• [Problem to solve]: Could you continue the Living Values Education newsletter text from its last sentence, carrying on the account of the Kunkujang School workshop?

BRAZIL: University Peace Pilgrim Project Utilizes LVE
Professor Kátia Mendonça, the Peace Pilgrims Project Coordinator with the Federal University of Pará, reported the following: “Federal University of Pará students are part of the Peace Pilgrim Project where they are engaged in activities related to the culture of peace. The Project, started in 2006, foments a permanent study in philosophies for peace and from February 2007 has been applied, as a pedagogic resource for the involved youths, in partnership with Living Values Education. For our project, LVE is the best and more appropriate pedagogic methodology, complementing in a wonderful way our theoretical work. Currently, Peace Pilgrims is being applied in two schools, one in the capital, Belém, and the other in the city of Abaetetuba.
For us, LVE is a resource of extraordinary quality and has allowed progress in children and youth education; the majority of those with whom we work come from poor and violent homes. The work produced by the students is an important result of LVE (see www.peregrinosdapaz.ufpa.br). In addition, the Peace Pilgrim students, trained by Prof. Paulo Barros, are already working as monitors as part of the Child and Adolescent Foundation of Pará. There, LVE was used with major incarcerated young offenders (stealing, murder, etc.) with excellent results. Additionally, some of the work of UFPA´s bachelor degrees is being developed under the impact of the schools assisted by LVE.”
GAMBIA: LVE Team and Students from the Living Values Club do a workshop at Kunkujang School
Usually, LVE Teams around the world offer resource materials and LVE workshops to educators and other adults. But, in this newsletter, LVE Teams in Gambia and the USA offered direct service to students and families. In Gambia, the LVE Team did a one-day workshop assisted by students from the Living Values Club at Kunkujang School. In attendance was the school Principal, Paul K Mendi. Mr Abdulai Bobb, a teacher at the school and the Kunkujang Living Values Club Leader, introduced the members of the team. He said he hoped that through this workshop more young people in the school would be inspired to practice Living Values both within the school and in the wider community of Kunkujang Village and be an example to others.
The workshop started with a participatory greeting activity led by facilitators Fabiana and family and a few songs of welcome. Mr Camera then introduced the 12 core Values - Peace, Love, Respect, Happiness, Cooperation, Humility, Simplicity, Responsibility, Honesty, Tolerance, Freedom and Unity – before using examples from the students’ own experiences to demonstrate the meaning and relevance of each one. He emphasised the importance of Respect – which was the value to be focused on in this workshop and went on to outline how all the other values are interrelated.
He was followed by facilitator Abdulrahman Kamera, who held a short values awareness exercise in which participants were asked to recognise the different positive qualities they see in each other and themselves. He followed this with a gentle imagination exercise. Next came the turn of the Kunkujang Living Values Club to entertain and inform us with a drama about a young girl not being allowed to attend school by her father. Although the message was definitely an important one - the point was made that the various members of the family could only achieved reconciliation and unity by showing respect and tolerance to each other and a happy outcome was reached using values to bring about understanding. The group members then danced and sang about love, peace and happiness followed by the Living Values song, led by GLV facilitator Adama Njie.

• [Data records]:

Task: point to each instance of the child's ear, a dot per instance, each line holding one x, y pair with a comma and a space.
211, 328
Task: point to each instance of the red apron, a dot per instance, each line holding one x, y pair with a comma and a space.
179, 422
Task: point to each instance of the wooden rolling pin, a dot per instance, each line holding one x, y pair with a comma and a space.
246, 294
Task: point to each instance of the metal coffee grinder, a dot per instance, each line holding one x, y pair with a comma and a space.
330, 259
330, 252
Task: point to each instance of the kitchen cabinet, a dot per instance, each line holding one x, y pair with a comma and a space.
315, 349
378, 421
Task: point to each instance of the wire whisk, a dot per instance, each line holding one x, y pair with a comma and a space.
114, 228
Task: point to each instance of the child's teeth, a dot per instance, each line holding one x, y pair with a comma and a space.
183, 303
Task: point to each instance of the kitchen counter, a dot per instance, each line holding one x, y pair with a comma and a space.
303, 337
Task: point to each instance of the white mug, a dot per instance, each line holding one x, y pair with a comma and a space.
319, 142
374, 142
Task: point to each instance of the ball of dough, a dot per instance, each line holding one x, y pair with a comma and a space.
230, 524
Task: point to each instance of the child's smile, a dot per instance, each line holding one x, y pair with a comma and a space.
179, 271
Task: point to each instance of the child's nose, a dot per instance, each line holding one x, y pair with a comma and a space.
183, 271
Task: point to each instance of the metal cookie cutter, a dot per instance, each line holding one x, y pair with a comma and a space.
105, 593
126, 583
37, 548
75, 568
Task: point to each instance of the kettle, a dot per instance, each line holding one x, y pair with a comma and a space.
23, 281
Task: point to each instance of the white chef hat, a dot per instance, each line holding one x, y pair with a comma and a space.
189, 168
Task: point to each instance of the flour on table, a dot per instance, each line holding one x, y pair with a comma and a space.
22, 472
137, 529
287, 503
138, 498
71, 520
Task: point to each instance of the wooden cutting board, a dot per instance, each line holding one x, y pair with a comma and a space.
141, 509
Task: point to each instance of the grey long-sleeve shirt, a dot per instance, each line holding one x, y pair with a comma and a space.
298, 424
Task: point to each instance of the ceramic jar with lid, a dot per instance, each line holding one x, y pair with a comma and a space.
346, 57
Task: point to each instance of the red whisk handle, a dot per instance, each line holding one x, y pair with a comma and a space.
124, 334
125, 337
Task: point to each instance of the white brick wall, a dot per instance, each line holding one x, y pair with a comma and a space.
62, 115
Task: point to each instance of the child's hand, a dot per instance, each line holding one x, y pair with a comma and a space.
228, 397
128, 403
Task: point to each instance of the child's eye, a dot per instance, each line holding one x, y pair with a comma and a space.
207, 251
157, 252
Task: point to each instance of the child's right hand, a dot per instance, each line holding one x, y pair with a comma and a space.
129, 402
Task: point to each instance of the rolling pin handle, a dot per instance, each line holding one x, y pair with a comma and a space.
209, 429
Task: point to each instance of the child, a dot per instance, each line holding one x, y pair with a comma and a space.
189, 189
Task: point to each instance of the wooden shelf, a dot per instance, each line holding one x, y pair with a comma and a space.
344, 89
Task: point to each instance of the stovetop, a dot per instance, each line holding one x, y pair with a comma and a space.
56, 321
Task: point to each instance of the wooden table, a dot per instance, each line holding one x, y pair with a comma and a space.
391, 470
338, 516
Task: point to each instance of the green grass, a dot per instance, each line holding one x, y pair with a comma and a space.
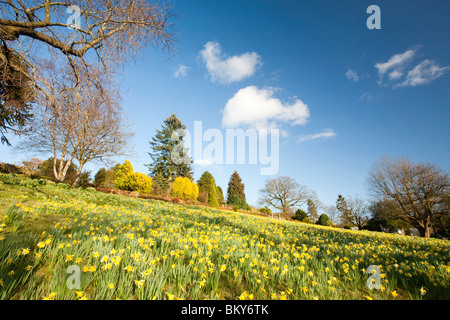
130, 248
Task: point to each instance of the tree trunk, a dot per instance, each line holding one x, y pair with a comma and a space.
77, 178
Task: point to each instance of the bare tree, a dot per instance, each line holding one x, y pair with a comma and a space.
81, 121
84, 35
352, 211
332, 212
420, 192
283, 193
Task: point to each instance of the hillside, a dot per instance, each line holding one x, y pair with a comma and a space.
131, 248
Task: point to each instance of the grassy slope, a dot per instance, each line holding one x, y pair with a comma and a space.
131, 248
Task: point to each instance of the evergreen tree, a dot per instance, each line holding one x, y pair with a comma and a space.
100, 178
206, 184
160, 184
163, 146
323, 220
235, 192
219, 193
312, 210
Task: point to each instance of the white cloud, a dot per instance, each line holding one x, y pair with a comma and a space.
226, 70
181, 71
423, 73
328, 133
396, 62
258, 109
352, 75
396, 68
396, 74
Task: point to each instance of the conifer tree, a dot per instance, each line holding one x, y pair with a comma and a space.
162, 148
235, 192
206, 184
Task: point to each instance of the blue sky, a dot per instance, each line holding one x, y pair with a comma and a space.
341, 94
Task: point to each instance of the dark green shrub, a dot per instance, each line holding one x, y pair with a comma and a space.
324, 220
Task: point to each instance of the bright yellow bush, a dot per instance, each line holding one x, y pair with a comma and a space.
126, 179
184, 189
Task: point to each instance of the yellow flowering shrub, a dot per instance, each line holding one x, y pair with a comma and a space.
126, 179
184, 189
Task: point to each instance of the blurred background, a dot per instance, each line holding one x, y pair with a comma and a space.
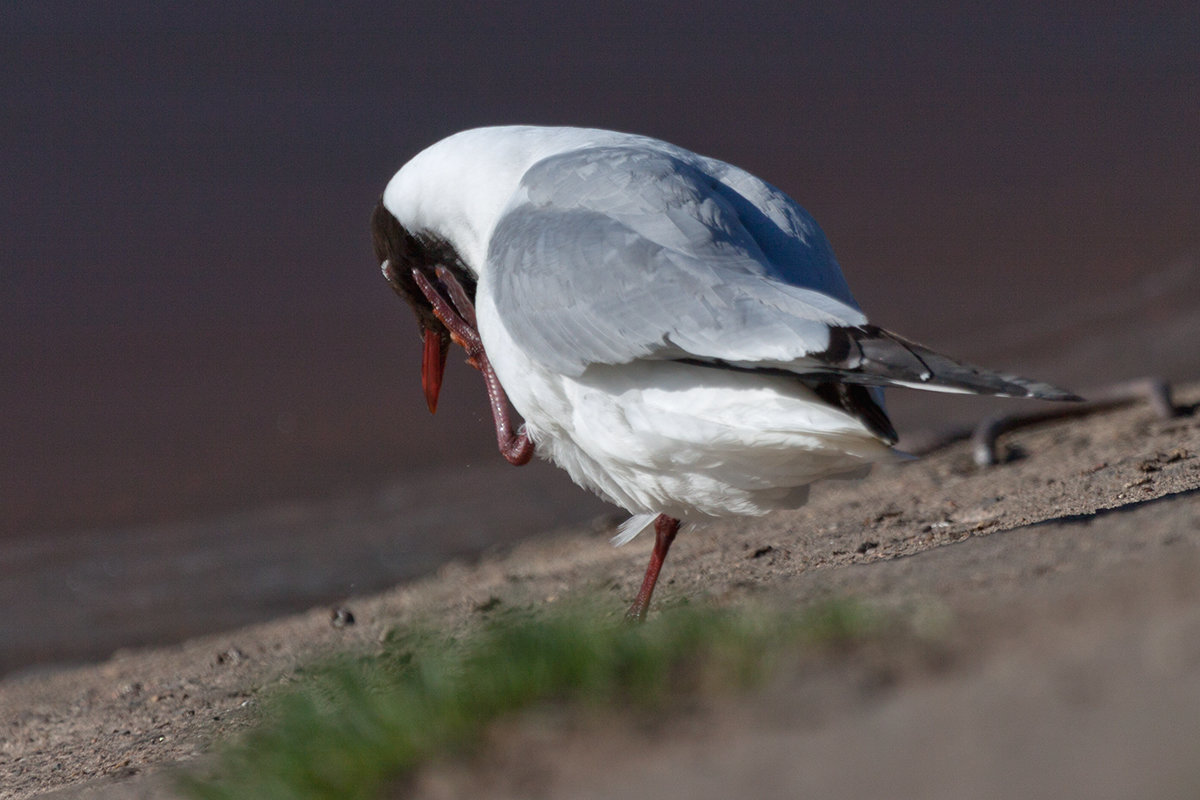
210, 407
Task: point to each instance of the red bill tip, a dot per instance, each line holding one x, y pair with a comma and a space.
433, 364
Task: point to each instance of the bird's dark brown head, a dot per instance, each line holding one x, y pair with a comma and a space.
400, 253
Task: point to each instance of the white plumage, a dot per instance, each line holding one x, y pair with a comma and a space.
675, 331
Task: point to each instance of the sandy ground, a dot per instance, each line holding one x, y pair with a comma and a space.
1055, 601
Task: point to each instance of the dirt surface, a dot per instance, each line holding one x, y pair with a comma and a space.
1056, 597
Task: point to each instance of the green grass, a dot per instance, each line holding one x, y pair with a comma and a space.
352, 726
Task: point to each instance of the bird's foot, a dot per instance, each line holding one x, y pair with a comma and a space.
457, 312
665, 529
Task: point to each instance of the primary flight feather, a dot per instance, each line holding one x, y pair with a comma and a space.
675, 331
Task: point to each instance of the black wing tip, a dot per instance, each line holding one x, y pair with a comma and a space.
1056, 395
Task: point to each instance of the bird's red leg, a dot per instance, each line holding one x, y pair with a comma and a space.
516, 447
665, 528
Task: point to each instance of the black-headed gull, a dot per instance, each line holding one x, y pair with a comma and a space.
675, 331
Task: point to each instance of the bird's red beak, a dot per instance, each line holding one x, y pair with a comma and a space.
433, 364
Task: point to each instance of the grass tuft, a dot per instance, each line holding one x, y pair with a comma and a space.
354, 725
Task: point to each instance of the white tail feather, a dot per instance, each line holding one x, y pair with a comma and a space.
633, 527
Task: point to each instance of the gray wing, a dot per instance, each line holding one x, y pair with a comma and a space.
611, 254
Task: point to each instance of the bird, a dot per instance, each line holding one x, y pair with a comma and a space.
675, 332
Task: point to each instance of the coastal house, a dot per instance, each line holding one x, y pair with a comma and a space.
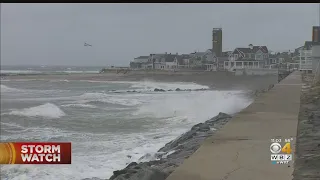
251, 57
183, 61
203, 60
140, 62
305, 56
164, 61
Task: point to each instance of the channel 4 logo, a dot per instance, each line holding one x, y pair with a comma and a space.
281, 155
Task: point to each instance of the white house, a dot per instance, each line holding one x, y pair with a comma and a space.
316, 61
305, 60
251, 58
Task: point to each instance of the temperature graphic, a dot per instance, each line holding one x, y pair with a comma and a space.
281, 154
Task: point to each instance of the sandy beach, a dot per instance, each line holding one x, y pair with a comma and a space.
215, 80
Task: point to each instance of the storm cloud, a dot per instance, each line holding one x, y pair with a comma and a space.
54, 34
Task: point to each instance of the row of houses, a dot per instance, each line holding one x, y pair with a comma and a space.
244, 57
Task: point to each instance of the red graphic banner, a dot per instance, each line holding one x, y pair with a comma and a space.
35, 153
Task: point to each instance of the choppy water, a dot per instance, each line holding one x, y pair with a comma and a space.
47, 69
104, 122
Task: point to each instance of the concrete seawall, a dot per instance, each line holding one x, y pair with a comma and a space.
240, 150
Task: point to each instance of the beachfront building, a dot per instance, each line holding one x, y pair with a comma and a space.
251, 57
184, 61
203, 60
305, 56
140, 62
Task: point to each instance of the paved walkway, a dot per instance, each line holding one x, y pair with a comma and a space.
240, 150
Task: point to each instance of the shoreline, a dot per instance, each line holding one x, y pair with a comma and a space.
214, 80
307, 159
172, 154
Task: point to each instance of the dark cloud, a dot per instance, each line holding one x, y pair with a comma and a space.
54, 33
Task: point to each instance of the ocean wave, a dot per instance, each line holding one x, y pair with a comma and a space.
107, 98
79, 105
47, 110
5, 88
147, 85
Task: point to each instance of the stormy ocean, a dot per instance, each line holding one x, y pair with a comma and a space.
110, 124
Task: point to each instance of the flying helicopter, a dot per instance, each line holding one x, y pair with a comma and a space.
86, 44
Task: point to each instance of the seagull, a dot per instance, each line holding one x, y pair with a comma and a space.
86, 44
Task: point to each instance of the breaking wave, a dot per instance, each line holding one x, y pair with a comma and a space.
47, 110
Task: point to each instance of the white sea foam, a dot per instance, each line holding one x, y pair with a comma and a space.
80, 105
106, 98
5, 88
170, 114
47, 110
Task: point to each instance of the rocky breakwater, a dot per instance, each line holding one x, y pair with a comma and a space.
172, 154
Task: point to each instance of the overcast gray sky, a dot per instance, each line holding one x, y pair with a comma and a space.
54, 34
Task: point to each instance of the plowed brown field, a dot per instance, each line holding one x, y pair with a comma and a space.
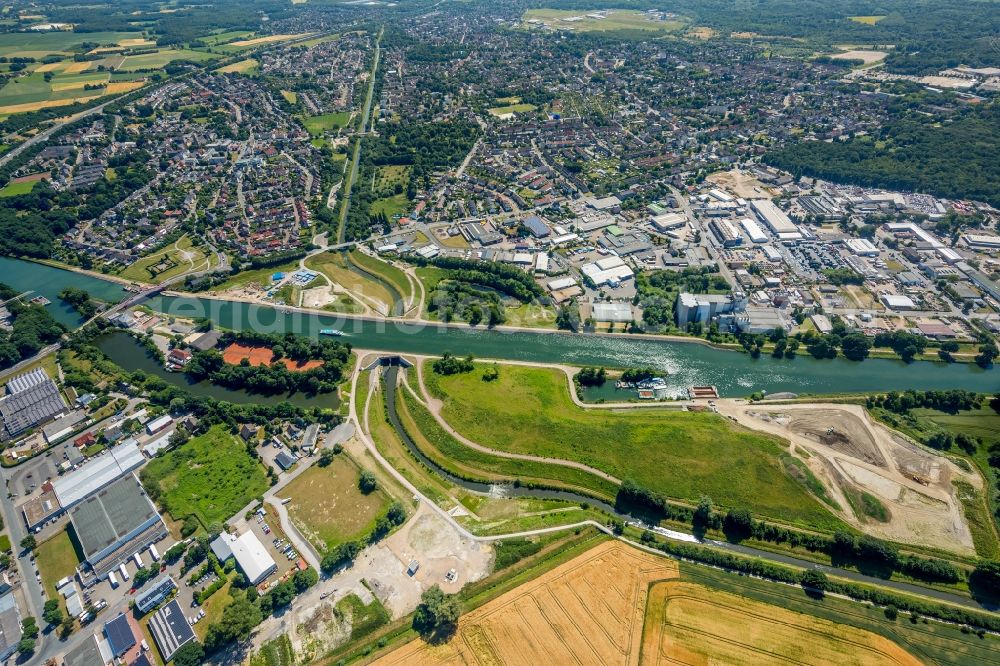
586, 611
688, 623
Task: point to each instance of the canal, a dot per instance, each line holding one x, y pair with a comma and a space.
687, 364
734, 373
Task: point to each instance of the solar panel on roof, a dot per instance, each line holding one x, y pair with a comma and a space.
120, 636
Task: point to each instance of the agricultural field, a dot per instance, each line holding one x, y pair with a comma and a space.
176, 259
599, 20
588, 610
982, 424
39, 45
317, 125
225, 37
529, 410
161, 59
248, 66
388, 177
689, 623
66, 81
384, 270
787, 609
17, 187
391, 207
211, 477
328, 508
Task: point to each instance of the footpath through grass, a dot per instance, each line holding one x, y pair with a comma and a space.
462, 461
384, 270
681, 455
211, 477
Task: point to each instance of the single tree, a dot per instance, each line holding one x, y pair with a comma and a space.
437, 615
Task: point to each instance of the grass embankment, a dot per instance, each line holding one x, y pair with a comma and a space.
327, 506
211, 477
982, 424
386, 271
489, 515
462, 461
334, 266
680, 455
929, 641
177, 258
255, 276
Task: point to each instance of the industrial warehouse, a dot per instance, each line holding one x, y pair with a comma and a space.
115, 522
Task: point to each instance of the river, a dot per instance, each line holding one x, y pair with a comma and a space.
47, 281
734, 373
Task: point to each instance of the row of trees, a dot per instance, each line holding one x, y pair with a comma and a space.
865, 553
503, 278
32, 329
276, 377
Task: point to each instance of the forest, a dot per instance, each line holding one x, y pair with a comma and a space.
947, 158
927, 35
275, 378
424, 147
32, 328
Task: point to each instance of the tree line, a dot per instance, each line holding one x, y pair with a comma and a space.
276, 377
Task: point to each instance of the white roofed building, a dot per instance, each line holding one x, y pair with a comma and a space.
249, 552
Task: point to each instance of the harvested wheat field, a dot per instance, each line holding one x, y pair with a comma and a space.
46, 104
586, 611
688, 623
77, 67
268, 39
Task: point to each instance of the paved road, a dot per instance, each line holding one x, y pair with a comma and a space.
352, 175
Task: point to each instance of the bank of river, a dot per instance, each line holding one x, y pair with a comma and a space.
48, 281
127, 352
734, 373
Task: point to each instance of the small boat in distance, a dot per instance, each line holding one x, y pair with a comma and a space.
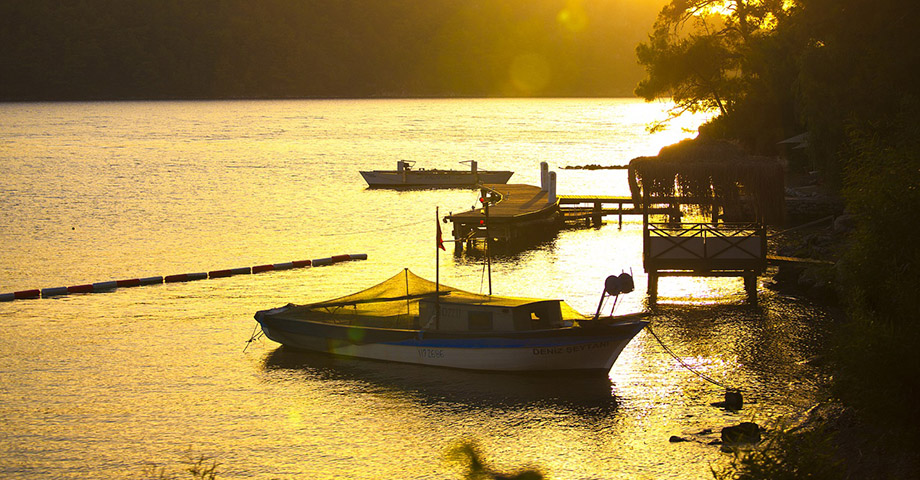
412, 320
406, 176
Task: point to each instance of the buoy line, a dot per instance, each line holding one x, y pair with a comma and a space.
182, 277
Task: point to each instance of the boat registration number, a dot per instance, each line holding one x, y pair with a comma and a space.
430, 353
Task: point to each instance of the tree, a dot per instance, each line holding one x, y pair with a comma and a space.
729, 56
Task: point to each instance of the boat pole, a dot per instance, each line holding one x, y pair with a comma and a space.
437, 271
488, 241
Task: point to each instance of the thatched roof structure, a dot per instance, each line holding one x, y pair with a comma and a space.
711, 174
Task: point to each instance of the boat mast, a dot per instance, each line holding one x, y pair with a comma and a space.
437, 272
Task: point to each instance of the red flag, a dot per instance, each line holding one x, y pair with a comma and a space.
440, 240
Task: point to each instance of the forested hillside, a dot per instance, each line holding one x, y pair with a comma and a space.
131, 49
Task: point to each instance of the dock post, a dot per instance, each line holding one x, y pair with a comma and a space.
653, 286
750, 286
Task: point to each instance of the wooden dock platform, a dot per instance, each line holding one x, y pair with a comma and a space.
592, 209
524, 212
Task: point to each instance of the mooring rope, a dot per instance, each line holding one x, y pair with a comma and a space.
688, 367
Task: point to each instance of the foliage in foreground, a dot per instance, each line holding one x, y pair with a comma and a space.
786, 456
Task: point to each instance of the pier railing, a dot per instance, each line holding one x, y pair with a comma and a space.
704, 249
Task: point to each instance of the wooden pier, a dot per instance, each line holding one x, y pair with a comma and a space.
704, 250
515, 212
591, 209
523, 212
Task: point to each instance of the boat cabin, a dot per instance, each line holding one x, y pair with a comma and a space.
498, 315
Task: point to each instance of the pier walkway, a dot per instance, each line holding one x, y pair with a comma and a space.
514, 212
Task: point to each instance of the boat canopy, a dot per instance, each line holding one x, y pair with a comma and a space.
399, 296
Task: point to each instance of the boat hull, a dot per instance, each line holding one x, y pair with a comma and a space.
585, 349
433, 178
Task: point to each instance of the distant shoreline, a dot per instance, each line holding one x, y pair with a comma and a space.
595, 167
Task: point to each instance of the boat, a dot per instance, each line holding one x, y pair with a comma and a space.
409, 319
406, 175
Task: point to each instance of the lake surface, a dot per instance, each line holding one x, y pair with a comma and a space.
111, 385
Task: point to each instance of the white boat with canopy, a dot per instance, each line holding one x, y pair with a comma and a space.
406, 175
413, 320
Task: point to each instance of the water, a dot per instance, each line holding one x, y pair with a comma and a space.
110, 385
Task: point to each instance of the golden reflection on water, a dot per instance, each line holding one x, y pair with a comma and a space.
98, 385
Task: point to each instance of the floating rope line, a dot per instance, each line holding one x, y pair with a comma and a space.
688, 367
375, 230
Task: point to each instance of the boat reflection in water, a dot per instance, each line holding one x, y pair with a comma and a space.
589, 395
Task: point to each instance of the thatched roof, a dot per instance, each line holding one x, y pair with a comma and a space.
706, 172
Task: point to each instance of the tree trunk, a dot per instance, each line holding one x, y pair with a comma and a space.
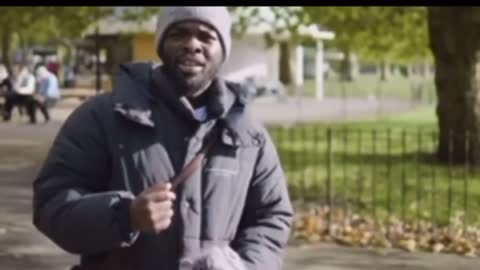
455, 40
385, 72
286, 72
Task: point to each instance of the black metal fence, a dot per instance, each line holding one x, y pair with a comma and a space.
384, 172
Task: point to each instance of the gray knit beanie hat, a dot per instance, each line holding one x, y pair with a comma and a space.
217, 17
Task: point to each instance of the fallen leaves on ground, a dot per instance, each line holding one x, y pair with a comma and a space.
311, 225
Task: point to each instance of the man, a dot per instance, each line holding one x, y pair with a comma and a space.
24, 91
106, 190
48, 90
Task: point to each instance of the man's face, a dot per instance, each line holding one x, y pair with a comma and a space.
193, 55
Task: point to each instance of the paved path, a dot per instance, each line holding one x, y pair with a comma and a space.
22, 150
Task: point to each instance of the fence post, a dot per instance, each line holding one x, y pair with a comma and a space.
465, 181
404, 173
344, 169
418, 184
329, 178
450, 176
359, 172
389, 173
434, 184
374, 173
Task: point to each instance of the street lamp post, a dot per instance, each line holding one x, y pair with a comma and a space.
97, 54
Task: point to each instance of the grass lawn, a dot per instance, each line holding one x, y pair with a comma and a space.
370, 85
373, 171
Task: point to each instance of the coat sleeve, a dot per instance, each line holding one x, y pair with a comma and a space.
266, 222
71, 205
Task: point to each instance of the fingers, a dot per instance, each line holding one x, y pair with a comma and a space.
159, 192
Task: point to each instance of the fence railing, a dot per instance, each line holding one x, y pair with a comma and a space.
382, 172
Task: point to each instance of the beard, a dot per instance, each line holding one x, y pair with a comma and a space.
191, 84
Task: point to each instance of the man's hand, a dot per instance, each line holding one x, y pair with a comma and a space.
152, 211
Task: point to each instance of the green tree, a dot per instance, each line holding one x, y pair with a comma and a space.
455, 42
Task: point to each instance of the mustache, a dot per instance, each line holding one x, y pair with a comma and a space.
186, 58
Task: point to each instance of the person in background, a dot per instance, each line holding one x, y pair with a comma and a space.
7, 92
48, 91
25, 90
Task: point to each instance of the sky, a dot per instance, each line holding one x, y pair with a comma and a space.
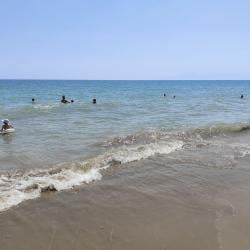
132, 39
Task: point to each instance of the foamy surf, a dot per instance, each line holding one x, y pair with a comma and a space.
18, 187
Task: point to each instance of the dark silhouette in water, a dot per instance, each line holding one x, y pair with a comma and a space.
64, 100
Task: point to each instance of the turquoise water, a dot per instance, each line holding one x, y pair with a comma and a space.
47, 129
132, 120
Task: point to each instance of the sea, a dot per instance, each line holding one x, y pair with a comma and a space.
65, 147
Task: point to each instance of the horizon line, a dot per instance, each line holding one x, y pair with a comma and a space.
67, 79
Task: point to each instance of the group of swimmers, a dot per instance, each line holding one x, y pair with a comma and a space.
7, 125
65, 101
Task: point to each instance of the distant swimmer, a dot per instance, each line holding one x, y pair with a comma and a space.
64, 100
6, 125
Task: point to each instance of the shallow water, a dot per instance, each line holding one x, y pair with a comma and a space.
66, 145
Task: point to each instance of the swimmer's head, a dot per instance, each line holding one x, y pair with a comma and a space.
5, 121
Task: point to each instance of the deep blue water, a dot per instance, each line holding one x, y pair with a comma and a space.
132, 120
50, 132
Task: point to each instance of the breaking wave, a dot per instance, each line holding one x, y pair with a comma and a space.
16, 187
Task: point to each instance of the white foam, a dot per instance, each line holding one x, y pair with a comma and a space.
20, 187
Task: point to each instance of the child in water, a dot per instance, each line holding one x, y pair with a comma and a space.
6, 125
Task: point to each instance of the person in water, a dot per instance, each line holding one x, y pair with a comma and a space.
6, 125
64, 100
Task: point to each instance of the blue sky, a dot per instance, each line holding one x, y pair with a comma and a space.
171, 39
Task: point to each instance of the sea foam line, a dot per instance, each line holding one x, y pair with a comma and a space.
16, 188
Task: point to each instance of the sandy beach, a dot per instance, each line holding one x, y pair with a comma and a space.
164, 202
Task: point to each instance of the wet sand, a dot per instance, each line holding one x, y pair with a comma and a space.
192, 199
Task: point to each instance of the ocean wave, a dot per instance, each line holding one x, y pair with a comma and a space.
16, 187
219, 129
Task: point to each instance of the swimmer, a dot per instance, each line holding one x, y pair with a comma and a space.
64, 100
6, 125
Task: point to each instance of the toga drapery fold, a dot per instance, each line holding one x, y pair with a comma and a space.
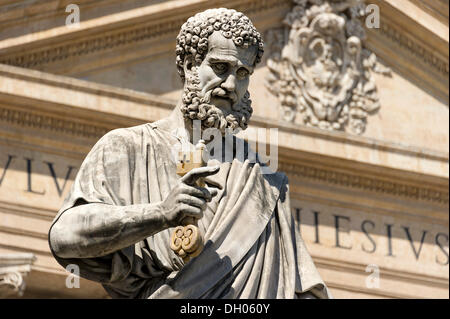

• [Answer area]:
After this students were asked to divide into groups and reflect on creating a value-based atmosphere. Their ideas of how they would like their students to behave if they were the teachers of the school were noted down. The interesting outcome was presented by the group leaders to the rest of the assembly and was of particular interest to the Principal.
Facilitator Patrick Campbell then narrated a short story about a young man called Tomi, who lost his way in life because of a series of sad circumstances. Students identified with Tomi and were asked to work out what were the contributory factors for his downfall. It was pointed out however that whatever reasons people may have for doing the wrong thing – it is actually no excuse and will not gain any benefit in the long-term. We all have the choice to behave well or badly regardless of what people around us do to us.
After lunch was a Treasure Hunt designed by Mr Bobb and another Kunkujang teacher, Mr Victor. This was held between 3 teams, who had to demonstrate complete unity in order to win and then respect for the losers by sharing the prize!
The last item on the programme was another activity, which was carried out in pairs called “Leading the Blind”. In this students had to silently lead each other back into the classroom using caring skills and cooperation. They were then asked by facilitators, Akim and Fabiana, what it felt like to be responsible for someone’s welfare and equally what it felt like to be so dependent on someone else. They were encouraged to take it upon themselves to lead other students, whom they encountered going astray, to the Living Values way of life in the same manner. Sandy Martin from the Gambia Living Values Committee summarised the event and expressed their appreciation for being invited. The proceedings were closed by Mr Bobb, who asked for suggestions as to how they could all go from here with their Values development in the school, the community, the environment and eventually in the world. The head girl, Elizabeth Foss, gave a message of thanks to the Gambia Living Values Team and everyone joined in the “Alive, Awake and Enthusiastic Dance”.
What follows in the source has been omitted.